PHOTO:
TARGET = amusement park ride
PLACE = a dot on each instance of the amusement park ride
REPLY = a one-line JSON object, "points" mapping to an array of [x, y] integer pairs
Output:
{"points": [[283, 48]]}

Directions for this task: Render the material as a two-column CSV with the header row "instruction" and "response", giving one row per record, each value in a single quoted field and any line breaks replaced by spaces.

Full solution:
instruction,response
"PHOTO: TARGET = amusement park ride PLACE = a dot on each instance of the amusement park ride REPLY = a one-line JSON object, ""points"" mapping to an array of [x, y] integer pairs Output:","{""points"": [[283, 48]]}"